→ **What this task involves**: Reproduce word for word everything in the passage about Colbert from "The Colbert character, whose" down to "his own invention.".

[Begin Quoted passage]

In late December, in an op-ed for a South Carolina newspaper, Colbert sweetened the deal to $500,000 if the Republicans would reconsider, join the Democrats in appealing the ruling and give him his naming rights and the referendum question. “Call it a Christmas miracle,” he wrote. “I’ve already filled out the check, and to prove it’s no joke, I’ve written ‘No Joke’ in the memo line.”
The Colbert character, whose taped descent, godlike, from the empyrean while clutching an American flag begins every show, was originally intended as a takeoff on Fox News figures like Sean Hannity and especially Bill O’Reilly. Though Colbert doesn’t much resemble O’Reilly physically, the persona has mastered some of O’Reilly’s pen-wielding, hand-stabbing gestures, and his credentials as a right-wing blowhard are beyond doubt. He thinks that gays will go to hell, that a flaming moat should be built around America to keep out immigrants and that Christianity is, or ought to be, the official national religion. He believes not in truth but in “truthiness,” a term of his own invention.

[End Quoted passage]
[Begin Supplied material]

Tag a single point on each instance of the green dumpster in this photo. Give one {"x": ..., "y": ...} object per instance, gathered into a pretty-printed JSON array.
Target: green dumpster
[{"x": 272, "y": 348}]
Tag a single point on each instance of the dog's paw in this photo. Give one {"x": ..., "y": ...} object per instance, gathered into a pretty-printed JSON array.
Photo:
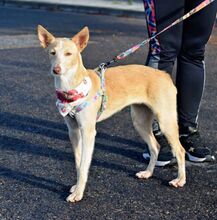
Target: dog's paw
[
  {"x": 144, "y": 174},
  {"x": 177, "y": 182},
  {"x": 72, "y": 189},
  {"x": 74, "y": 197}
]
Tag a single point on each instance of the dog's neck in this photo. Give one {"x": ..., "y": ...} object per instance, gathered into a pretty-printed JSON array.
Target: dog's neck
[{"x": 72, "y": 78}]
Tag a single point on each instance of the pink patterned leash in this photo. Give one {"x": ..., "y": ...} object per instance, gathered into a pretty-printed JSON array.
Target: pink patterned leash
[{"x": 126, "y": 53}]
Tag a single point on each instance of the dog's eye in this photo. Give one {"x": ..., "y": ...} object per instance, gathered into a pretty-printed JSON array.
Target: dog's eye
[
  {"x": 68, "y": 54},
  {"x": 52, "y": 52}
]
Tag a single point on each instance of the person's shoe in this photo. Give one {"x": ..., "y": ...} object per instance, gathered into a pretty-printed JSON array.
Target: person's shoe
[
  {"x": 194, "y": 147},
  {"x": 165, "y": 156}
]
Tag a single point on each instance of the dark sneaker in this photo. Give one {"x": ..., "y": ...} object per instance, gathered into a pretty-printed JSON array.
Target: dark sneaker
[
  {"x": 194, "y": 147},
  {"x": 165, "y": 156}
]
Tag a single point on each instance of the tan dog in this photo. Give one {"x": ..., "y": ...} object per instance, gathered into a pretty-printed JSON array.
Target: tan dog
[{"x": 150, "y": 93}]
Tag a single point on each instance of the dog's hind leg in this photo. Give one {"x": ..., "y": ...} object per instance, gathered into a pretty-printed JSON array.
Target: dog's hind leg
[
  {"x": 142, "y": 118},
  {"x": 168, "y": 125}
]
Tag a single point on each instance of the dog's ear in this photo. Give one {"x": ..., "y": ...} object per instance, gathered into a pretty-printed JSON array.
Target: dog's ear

[End Supplied material]

→ **Finished answer**:
The Colbert character, whose taped descent, godlike, from the empyrean while clutching an American flag begins every show, was originally intended as a takeoff on Fox News figures like Sean Hannity and especially Bill O’Reilly. Though Colbert doesn’t much resemble O’Reilly physically, the persona has mastered some of O’Reilly’s pen-wielding, hand-stabbing gestures, and his credentials as a right-wing blowhard are beyond doubt. He thinks that gays will go to hell, that a flaming moat should be built around America to keep out immigrants and that Christianity is, or ought to be, the official national religion. He believes not in truth but in “truthiness,” a term of his own invention.